§ Task goal: Rewrite every line of the entries below as a JSON list of strings, one string per line, with blank lines skipped and the pictures left out.

§ Point annotations on photos:
________________________________________

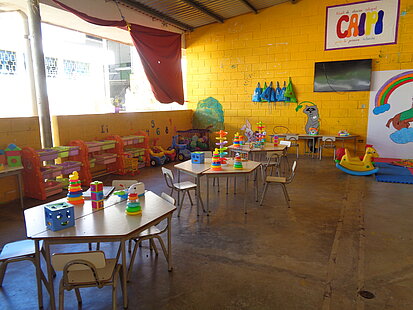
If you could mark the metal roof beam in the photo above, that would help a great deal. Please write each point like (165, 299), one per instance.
(248, 4)
(204, 10)
(154, 13)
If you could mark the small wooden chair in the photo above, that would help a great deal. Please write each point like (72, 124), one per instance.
(181, 187)
(281, 181)
(294, 141)
(86, 269)
(19, 251)
(150, 234)
(329, 142)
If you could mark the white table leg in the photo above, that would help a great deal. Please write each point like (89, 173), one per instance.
(50, 285)
(38, 273)
(207, 195)
(245, 194)
(169, 242)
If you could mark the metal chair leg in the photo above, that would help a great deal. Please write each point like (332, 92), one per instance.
(181, 203)
(153, 245)
(190, 199)
(3, 267)
(78, 297)
(132, 259)
(287, 198)
(61, 295)
(263, 193)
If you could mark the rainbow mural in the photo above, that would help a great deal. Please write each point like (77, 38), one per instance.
(388, 88)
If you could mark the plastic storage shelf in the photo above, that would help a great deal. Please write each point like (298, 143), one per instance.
(52, 187)
(107, 144)
(66, 151)
(94, 146)
(51, 171)
(104, 159)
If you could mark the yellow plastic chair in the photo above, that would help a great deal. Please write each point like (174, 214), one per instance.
(86, 269)
(283, 181)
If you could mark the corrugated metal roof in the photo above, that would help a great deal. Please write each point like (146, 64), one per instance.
(191, 14)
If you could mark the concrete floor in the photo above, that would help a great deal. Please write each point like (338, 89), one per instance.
(343, 234)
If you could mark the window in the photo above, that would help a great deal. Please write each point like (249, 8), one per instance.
(84, 74)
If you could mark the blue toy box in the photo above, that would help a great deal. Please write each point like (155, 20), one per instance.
(197, 157)
(59, 216)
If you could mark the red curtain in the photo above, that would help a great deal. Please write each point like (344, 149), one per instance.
(160, 53)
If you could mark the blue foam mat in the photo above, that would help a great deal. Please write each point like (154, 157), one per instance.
(393, 174)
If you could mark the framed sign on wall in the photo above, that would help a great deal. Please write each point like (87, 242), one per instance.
(361, 24)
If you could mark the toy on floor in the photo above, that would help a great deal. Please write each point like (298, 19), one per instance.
(75, 194)
(356, 166)
(133, 206)
(221, 146)
(237, 162)
(237, 140)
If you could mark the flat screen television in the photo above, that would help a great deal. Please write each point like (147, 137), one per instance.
(338, 76)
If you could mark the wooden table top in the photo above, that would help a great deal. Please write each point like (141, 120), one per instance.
(111, 221)
(188, 166)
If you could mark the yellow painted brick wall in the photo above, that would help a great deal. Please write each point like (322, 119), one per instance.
(22, 132)
(162, 125)
(226, 61)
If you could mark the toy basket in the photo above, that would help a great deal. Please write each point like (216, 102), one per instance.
(47, 154)
(51, 171)
(69, 166)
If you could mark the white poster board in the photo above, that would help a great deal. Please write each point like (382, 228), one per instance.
(391, 103)
(360, 24)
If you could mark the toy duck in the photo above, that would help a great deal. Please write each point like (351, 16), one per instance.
(356, 166)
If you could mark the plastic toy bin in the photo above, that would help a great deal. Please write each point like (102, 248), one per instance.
(47, 154)
(70, 166)
(104, 159)
(51, 171)
(66, 151)
(107, 144)
(94, 146)
(52, 187)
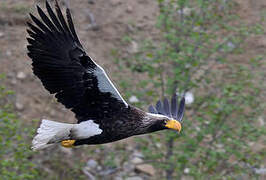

________________________________________

§ Response to this exercise:
[
  "If you could mark the metal roof beam in the photo above, that would help a great deal. Please write each point like (165, 299), one per instance.",
  "(248, 4)",
  "(204, 10)",
  "(154, 13)",
  "If you could mark the small wooden chair in the photo above, that would help a great deal. Please write each point like (72, 124), one per instance.",
  "(181, 187)",
  "(281, 181)",
  "(294, 141)",
  "(86, 269)",
  "(19, 251)",
  "(150, 234)",
  "(329, 142)",
  "If you could mark the white table leg in the photo above, that would help a great deal. Please write each point like (89, 173), one per instance.",
  "(50, 285)",
  "(38, 273)",
  "(207, 195)",
  "(245, 194)",
  "(169, 242)",
  "If you could mark the metal chair leg in the photo above, that would help a great deal. Please write each point like (332, 92), one per instance.",
  "(181, 203)",
  "(153, 245)",
  "(190, 199)",
  "(3, 267)",
  "(78, 297)",
  "(132, 259)",
  "(287, 198)",
  "(61, 295)",
  "(263, 193)",
  "If you could mark the rainbow mural in the photo above, that would help a great deal. Please write each point like (77, 38), one per instance.",
  "(388, 88)",
  "If you could mark the plastic storage shelf in the photo above, that would help a great deal. Please write each point like (298, 143), one per instance.",
  "(52, 187)",
  "(107, 144)",
  "(66, 151)",
  "(94, 146)",
  "(51, 171)",
  "(104, 159)",
  "If you could mark the yellow plastic chair in the photo above, that would help a great deal. Please write each point like (174, 214), one per instance.",
  "(86, 269)",
  "(283, 181)",
  "If you could mark the corrugated metal roof in the photo above, that would help a great deal. Please write each point like (146, 64), one per instance.",
  "(191, 14)",
  "If you could mark the concrete floor in the photo above, that would help a great deal. Please write each point like (338, 89), one per instance.",
  "(343, 234)",
  "If you could mark the window in the photo above, that would help a great deal. Please write each point like (249, 8), one per instance.",
  "(84, 74)",
  "If you could mark the blue toy box in the photo above, that would help a great deal. Please write each point like (155, 20), one per instance.",
  "(197, 157)",
  "(59, 216)",
  "If you could mark the red curtain in the photo above, that would help a great deal. Please write each point like (344, 149), one per instance.",
  "(160, 53)",
  "If you could mark the blue foam mat in the photo above, that would help a great deal. Please write each point like (154, 157), one per instance.",
  "(393, 174)",
  "If you could mark the framed sign on wall in the photo above, that would help a great deal. Please write each point like (87, 242), one per instance.",
  "(361, 24)",
  "If you could mark the toy on floor in the photo above, that would help a great deal. Please write each point like (298, 19), one per instance.",
  "(75, 194)",
  "(356, 166)",
  "(133, 206)",
  "(221, 146)",
  "(237, 162)",
  "(237, 140)",
  "If you could mark the flat screen television in the photo above, that would help a great deal. Please write each point like (147, 137), one per instance.",
  "(338, 76)",
  "If you could mark the wooden table top in the photo above, that would help a great deal. Please write each point like (141, 120), one per instance.",
  "(111, 221)",
  "(188, 166)",
  "If you could mark the yellow painted brick wall in the photo above, that would help a great deal. Please write each point like (322, 119), one per instance.",
  "(22, 132)",
  "(162, 125)",
  "(226, 61)",
  "If you could mark the toy basket in the photo above, that would help a great deal. Please write each point like (216, 102), one per instance.",
  "(47, 154)",
  "(51, 171)",
  "(69, 166)",
  "If you could mark the white poster board in the photo above, that would help a great deal. Please write each point like (382, 228), one per instance.",
  "(391, 103)",
  "(360, 24)",
  "If you could mark the toy duck in the photo above, that would help a great deal. Please write each point like (351, 16), one per instance.",
  "(356, 166)",
  "If you could mark the plastic toy bin in the photo above, that would help a great deal. Please write each point like (102, 248), one per instance.",
  "(47, 154)",
  "(70, 166)",
  "(104, 159)",
  "(51, 171)",
  "(66, 151)",
  "(107, 144)",
  "(94, 146)",
  "(52, 187)"
]